* TRECHO DO TEXTO *
Nathalie Sarraute: morte e ressurreição do romance
Por E. J. Rodríguez
O gênio da suspeita apareceu em
cena.
(Stendhal)
A consciência é uma rede
superficial de opiniões convencionais tomadas tal como são do grupo ao qual
pertence.
(Nathalie Sarraute)
Nathalie Sarraute. Foto: Andersen / SIPA |
A literatura de Nathalie Sarraute
foi avaliada em sua época e ainda é avaliada hoje como “difícil”, “inovadora”, “experimental”,
“contrária à convenção”, “destituída de enredo”. Ela, no entanto, via tudo de
forma diferente. Quando era questionada sobre seu surpreendente apreço pela
simplicidade da oralidade ― uma apreciação que ela desenvolveu em sua juventude
enquanto praticava o direito e escrevia palestras em um registro mais acessível
do que seus escritos posteriores ― levantava uma amistosa resposta: “Essa
facilidade exige uma excepcional quantidade de trabalho, muito tarefa!” Como
costuma acontecer com quem escreve, compõe música ou pinta, o que os outros
percebem como fácil costuma ser, na realidade, o mais difícil para os
criadores.
O mais fácil para a escritora
francesa era ser difícil, é verdade, porque nunca deixou de estar comprometida
com suas necessidades expressivas em detrimento das necessidades de comerciais.
Sarraute era uma intelectual no sentido fundamental da palavra, já que sua obra
vinha do mundo das ideias e era direcionada para o mundo das ideias, sem muita
consideração por um público cujas necessidades, como ela admitia perto do fim
da vida, nunca sabia muito bem qual era. Ela não era uma esnobe; estava mais
para um anacoreta literário. Não é de surpreender então que só não tenha
alcançado seu primeiro grande êxito internacional depois dos oitenta anos,
quando já acumulava várias décadas de uma brilhante carreira literária. Infância,
o único verdadeiro Best-seller que publicou em vida, tornou-a um ícone popular
tanto quanto havia sido no mundo dos profissionais literários. Mas o sucesso em
uma idade tão avançada não a tornava complacente consigo mesma; apesar de ter
triunfado com uma autobiografia, duvidava de sua própria capacidade de
relembrar com precisão os acontecimentos de sua vida, exercendo assim como a
primeira crítica do mais universalmente bem-vindo de seus escritos.

* TAREFAS A REALIZAR *
**a.** Qual foi, segundo o texto sobre Nathalie Sarraute, o único verdadeiro best-seller que ela publicou em vida?
**b.** Com base no texto sobre Nathalie Sarraute, explique por que o mais fácil para a escritora era ser difícil.
**c.** Dê continuidade ao texto sobre Nathalie Sarraute a partir do ponto em que ele termina.

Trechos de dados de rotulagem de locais
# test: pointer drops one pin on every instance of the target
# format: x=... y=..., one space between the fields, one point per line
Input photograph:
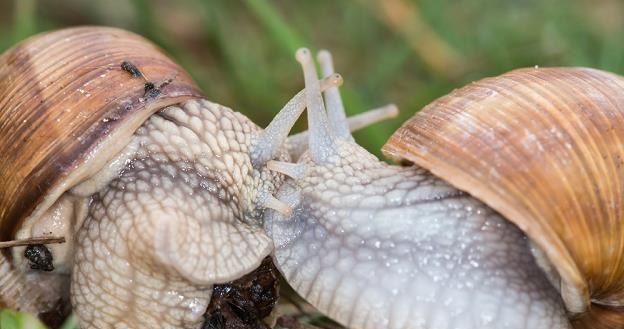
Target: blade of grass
x=288 y=40
x=277 y=27
x=405 y=19
x=24 y=23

* RESPOSTAS *
**a.** Foi Infância, uma autobiografia.

**b.** Para ela, ser difícil era o mais fácil porque nunca deixou de se comprometer com suas necessidades expressivas, mesmo em detrimento das necessidades comerciais.

**c.**
Sarraute sempre manteve uma
relação crítica com a sua própria literatura e com a literatura de outras
pessoas. É tentador pensar que isso tinha muito a ver com sua formação jurídica;
embora quando jovem tenha abandonado a prática do direito para fazer da escrita
sua profissão, suas reflexões sobre a arte de escrever e o romance em
particular tiveram muito de um processo judicial (embora, felizmente, sua
escrita primorosa tivesse pouco do aspecto jurídico). Seus ensaios literários
foram construídos à maneira de alegações; primeiro, apresenta a tese de seus “adversários”
com tanto cuidado que muitas vezes dava a falsa impressão de que pretendia
defendê-la. Depois, com agudeza e elegância, mas também com estudado sarcasmo,
refuta essas teses sobrepondo as suas próprias observações, que costumam
consistir na demolição, muito à maneira de um advogado, das evidências e provas
que outros tentavam se apoiar.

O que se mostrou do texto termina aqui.